(WHAT THIS TASK INVOLVES):
From the line containing "Could you point out the boat" down to the final entry below, restate each line word for word.

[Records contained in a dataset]
■ ■ ■ ■ ■ ■ ■
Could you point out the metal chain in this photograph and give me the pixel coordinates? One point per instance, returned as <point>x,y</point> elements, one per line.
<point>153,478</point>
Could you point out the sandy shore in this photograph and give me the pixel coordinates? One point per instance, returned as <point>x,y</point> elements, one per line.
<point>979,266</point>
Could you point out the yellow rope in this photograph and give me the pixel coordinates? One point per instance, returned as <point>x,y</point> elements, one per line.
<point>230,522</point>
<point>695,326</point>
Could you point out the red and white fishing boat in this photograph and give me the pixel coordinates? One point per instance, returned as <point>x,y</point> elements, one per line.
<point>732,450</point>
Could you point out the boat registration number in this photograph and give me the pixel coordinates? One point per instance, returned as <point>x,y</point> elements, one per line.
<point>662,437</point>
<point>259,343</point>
■ ■ ■ ■ ■ ■ ■
(ANSWER TO THIS TASK):
Could you point out the boat registration number in this photograph and give me the pixel coordinates? One point per instance, returned as <point>x,y</point> elements, one per line.
<point>662,437</point>
<point>259,343</point>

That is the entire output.